:: Document passage ::
━━━━━━━━

Finding Papa's Guns
It has been 50 years since Papa died. Since that July day in 1961, Ernest Hemingway’s status as an American icon has only grown. His life and work have been celebrated (and dissected) in movies, museums, festivals, Websites, and hundreds of articles and more than 40 books. Baby Boomers likely came to know Papa in their high school English classes through the pages of The Old Man and the Sea, which helped earn its author a Pulitzer Prize in 1953 and the Nobel Prize for literature in 1954.
So what made this team of Boomer history detectives think we could add anything meaningful to all this Hemingway information—and what focused our attention on this project? Two years ago Silvio Calabi was asked to write about Hemingway’s safari battery. Roger Sanger, who spends part of the year in Ketchum, Idaho, where Hemingway had a home, and Steve Helsley were helping with research and background information. Calabi made periodic visits to the John F. Kennedy Presidential Library, in Boston, which houses Hemingway’s manuscripts, letters and photos. Sanger, with input from Mike Riedel, the former owner of Sun Valley Magazine, began uncovering Hemingway sources in Idaho. Helsley approached Bob Beach, the keeper of the records at Griffin & Howe, where Hemingway bought many of his guns, to seek his support. As the interviews, paperwork and computer files piled up, it became clear that, despite the great interest in every aspect of “Papa” Hemingway’s remarkable life, there was no truly definitive accounting of the guns that figured so prominently in it.

━━━━━━━━

:: Records ::

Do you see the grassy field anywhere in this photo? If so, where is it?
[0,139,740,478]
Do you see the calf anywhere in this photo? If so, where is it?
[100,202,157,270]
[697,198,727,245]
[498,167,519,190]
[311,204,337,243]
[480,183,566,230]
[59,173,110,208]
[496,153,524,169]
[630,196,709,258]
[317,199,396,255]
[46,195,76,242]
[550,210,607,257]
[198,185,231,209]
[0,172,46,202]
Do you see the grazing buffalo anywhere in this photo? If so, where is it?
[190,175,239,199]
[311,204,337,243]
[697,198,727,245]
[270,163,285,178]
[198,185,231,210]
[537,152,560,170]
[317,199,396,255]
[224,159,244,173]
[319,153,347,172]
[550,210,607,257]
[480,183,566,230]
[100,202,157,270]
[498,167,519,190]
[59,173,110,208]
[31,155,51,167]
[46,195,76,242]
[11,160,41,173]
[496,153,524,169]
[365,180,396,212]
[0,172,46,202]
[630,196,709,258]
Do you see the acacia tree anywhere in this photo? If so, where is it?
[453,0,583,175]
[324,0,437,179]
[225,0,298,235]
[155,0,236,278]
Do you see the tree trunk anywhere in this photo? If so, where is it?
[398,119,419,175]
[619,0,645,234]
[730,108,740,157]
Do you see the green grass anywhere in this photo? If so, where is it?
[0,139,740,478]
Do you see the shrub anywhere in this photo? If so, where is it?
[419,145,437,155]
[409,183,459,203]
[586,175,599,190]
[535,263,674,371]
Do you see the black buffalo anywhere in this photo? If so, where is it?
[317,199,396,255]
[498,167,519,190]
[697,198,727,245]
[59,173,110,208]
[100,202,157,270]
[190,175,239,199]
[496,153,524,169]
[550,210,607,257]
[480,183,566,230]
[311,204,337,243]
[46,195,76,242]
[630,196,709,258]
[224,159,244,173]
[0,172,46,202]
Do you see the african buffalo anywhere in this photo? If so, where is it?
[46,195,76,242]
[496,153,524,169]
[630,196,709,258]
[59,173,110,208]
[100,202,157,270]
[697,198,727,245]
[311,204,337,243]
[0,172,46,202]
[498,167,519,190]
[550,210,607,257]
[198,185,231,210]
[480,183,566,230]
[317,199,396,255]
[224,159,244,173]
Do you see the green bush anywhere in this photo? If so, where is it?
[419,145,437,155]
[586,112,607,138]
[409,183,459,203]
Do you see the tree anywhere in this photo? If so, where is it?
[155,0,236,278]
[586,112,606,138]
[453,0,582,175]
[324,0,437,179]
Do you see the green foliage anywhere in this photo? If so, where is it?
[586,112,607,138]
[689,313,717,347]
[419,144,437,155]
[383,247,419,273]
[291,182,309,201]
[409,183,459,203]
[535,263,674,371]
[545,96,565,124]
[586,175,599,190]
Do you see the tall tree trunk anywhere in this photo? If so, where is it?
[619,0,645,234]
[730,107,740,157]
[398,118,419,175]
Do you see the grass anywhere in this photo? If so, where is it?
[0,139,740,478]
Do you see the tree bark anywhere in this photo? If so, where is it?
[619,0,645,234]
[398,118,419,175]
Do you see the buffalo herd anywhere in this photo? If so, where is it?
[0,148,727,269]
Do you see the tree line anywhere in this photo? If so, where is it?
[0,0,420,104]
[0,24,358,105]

━━━━━━━━

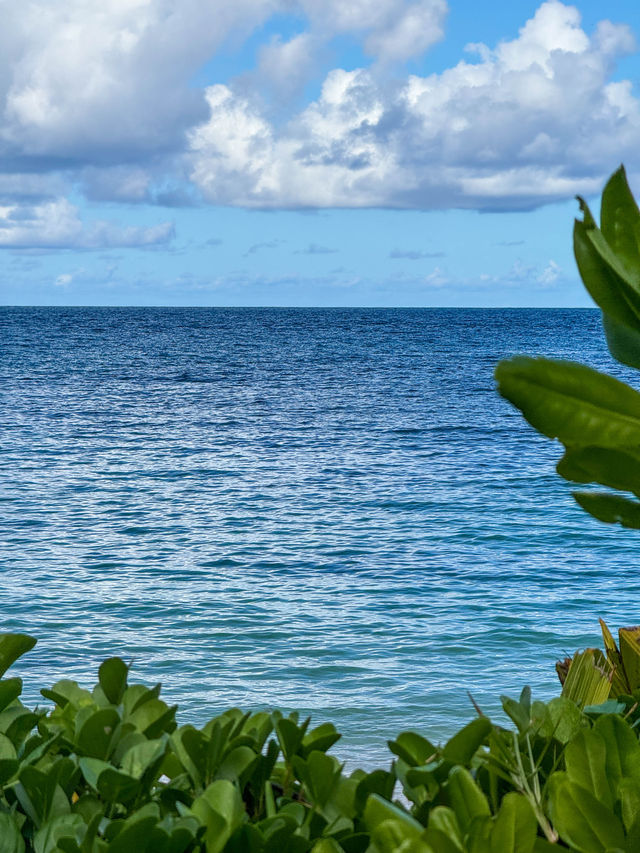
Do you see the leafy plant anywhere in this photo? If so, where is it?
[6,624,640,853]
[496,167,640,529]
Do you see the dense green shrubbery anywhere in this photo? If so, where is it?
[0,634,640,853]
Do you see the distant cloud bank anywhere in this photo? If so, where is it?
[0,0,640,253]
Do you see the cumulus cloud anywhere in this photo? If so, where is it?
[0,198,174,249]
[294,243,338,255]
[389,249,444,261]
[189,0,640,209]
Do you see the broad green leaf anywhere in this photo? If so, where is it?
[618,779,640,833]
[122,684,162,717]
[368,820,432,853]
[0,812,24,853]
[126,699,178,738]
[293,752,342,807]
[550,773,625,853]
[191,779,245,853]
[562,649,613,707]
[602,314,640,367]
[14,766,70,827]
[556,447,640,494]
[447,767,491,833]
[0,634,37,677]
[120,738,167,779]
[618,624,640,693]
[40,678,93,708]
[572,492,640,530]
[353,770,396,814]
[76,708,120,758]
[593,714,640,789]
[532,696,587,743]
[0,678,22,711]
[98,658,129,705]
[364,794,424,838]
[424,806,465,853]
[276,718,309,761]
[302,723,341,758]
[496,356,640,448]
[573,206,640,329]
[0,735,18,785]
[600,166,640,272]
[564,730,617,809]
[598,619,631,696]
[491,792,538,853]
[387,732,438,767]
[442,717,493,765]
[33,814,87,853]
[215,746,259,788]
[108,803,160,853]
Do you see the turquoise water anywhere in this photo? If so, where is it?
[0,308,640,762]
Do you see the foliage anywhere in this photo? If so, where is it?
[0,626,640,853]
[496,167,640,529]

━━━━━━━━

:: Tasks to perform ::
**a.** According to the passage on Hemingway's guns, in which city is the library that houses Hemingway's manuscripts, letters and photos?
**b.** Continue the passage on finding Hemingway's guns from its final sentence.
None of this data is needed.

:: Task answers ::
**a.** Boston, at the John F. Kennedy Presidential Library.

**b.**
For all of his considerable big-game hunting, Hemingway was, first and last, a shotgunner—a very capable one. And he was a gun “accumulator,” not a collector. He was interested in function and had little use for engraving or upgraded wood. He understood how custom fitting benefited accuracy and handling, but he ordered few, if any, bespoke guns. He rarely used his pair of “fancy” Spanish side-by-sides and seemed embarrassed by them. His favored shotguns came from America, England, Italy, Germany and Belgium. Most of them were second-hand. Like all of us, he snapped up good, useful guns when and where he found them; but his favorite source was Abercrombie & Fitch, New York City’s legendary sporting-goods store and outfitter, which he patronized for 30-some years.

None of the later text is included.